--- Exercise inputs Enclosed Below ---
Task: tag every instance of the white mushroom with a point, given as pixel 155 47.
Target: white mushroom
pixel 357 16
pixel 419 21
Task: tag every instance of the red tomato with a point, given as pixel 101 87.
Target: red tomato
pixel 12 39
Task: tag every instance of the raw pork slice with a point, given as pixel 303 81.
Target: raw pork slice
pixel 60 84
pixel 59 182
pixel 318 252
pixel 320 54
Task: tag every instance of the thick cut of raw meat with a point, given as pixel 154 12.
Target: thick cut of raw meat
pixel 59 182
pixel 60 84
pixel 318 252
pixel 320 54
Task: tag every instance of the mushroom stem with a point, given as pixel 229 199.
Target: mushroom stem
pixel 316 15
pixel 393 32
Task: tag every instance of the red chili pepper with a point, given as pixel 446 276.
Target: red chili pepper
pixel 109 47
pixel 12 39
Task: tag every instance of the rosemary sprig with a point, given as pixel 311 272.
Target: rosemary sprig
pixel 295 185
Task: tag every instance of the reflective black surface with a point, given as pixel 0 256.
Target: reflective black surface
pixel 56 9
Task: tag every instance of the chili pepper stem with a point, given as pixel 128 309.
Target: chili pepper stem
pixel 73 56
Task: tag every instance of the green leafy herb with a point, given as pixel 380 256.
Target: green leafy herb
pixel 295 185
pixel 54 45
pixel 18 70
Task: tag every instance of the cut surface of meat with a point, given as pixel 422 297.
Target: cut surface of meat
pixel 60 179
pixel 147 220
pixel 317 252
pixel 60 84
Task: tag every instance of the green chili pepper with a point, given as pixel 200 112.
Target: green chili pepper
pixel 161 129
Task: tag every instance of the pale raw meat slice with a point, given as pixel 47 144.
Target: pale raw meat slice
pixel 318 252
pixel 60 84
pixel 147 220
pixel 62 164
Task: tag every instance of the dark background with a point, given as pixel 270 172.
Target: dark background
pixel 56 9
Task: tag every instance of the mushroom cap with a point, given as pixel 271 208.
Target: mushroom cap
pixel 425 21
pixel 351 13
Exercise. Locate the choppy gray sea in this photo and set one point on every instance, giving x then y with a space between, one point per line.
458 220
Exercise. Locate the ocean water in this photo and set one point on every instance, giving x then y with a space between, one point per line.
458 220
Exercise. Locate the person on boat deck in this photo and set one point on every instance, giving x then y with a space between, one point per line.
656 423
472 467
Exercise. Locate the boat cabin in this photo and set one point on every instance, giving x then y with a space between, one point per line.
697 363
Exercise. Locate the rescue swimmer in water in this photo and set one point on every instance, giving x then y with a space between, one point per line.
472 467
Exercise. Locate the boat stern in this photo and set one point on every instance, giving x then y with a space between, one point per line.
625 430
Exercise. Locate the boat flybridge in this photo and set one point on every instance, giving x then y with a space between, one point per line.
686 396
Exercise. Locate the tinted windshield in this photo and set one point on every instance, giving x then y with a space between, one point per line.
--- End of Enclosed Exercise inputs ---
**Problem requirements**.
Each of the records should be written out precisely as given.

**Written solution**.
Task: tag every instance of the white mushroom with a point, given as pixel 155 47.
Target: white mushroom
pixel 357 16
pixel 419 21
Task: tag every instance of the red tomato with a point, given as pixel 101 87.
Target: red tomato
pixel 12 39
Task: tag every instance of the raw pork slice with a point, given as pixel 303 81.
Target: raw pork slice
pixel 60 84
pixel 59 182
pixel 318 252
pixel 320 54
Task: tag every instance of the thick cut of raw meat with a point, given as pixel 154 12.
Target: thick cut of raw meat
pixel 59 182
pixel 60 84
pixel 318 252
pixel 320 54
Task: tag every instance of the mushroom stem with a point, given as pixel 229 199.
Target: mushroom stem
pixel 316 15
pixel 393 32
Task: tag every instance of the red chili pepper with a point, given as pixel 446 276.
Target: red chili pepper
pixel 109 47
pixel 12 39
Task: tag every instance of the rosemary sprig with a point, given as pixel 311 272.
Target: rosemary sprig
pixel 295 185
Task: tag every instance of the reflective black surface with a point, given as pixel 0 256.
Target: reflective black surface
pixel 56 9
Task: tag every instance of the chili pepper stem with a point, given as pixel 128 309.
Target: chili pepper stem
pixel 73 56
Task: tag every instance of the green leafy herb with a point, given as pixel 380 256.
Target: green leafy herb
pixel 295 185
pixel 54 45
pixel 18 70
Task: tag every instance of the cut surface of meat with a point, given as pixel 422 297.
Target: cut surface of meat
pixel 60 179
pixel 147 220
pixel 317 252
pixel 60 84
Task: tag every instance of the green chili pepper with a point, given as pixel 200 112.
Target: green chili pepper
pixel 161 129
Task: tag every instance of the pale raw meat slice with a point, given as pixel 47 144.
Target: pale raw meat slice
pixel 318 252
pixel 60 84
pixel 147 220
pixel 62 164
Task: tag every instance of the dark background with a point, given as pixel 270 172.
Target: dark background
pixel 56 9
Task: tag every instance of the mushroom cap with a point, given as pixel 271 208.
Target: mushroom cap
pixel 425 21
pixel 351 13
Exercise. Locate the choppy gray sea in this photo and set one point on every instance, giving x then y with a space between, one point per line.
458 220
Exercise. Locate the ocean water in this photo and set one point on every instance, giving x then y with a space between, one point per line.
458 220
Exercise. Locate the person on boat deck in this photo and set one point on every instance, giving x then y with a space between, one point per line.
656 423
472 467
Exercise. Locate the boat cabin in this photo and set one point on every instance, giving x then y with a space between, one point per line.
697 363
Exercise. Locate the rescue swimmer in water in this photo and set one point on every instance, giving x then y with a space between, one point per line.
472 467
Exercise. Locate the boat stern in this photo and set one point on every instance, giving x then y with a space between, one point per line.
625 430
Exercise. Locate the boat flybridge in this photo and set one point on every instance, giving x then y with a space between, one point per line.
686 396
Exercise. Locate the tinted windshield in this photo and set one point on every instance, giving x then y with a space between, one point per line.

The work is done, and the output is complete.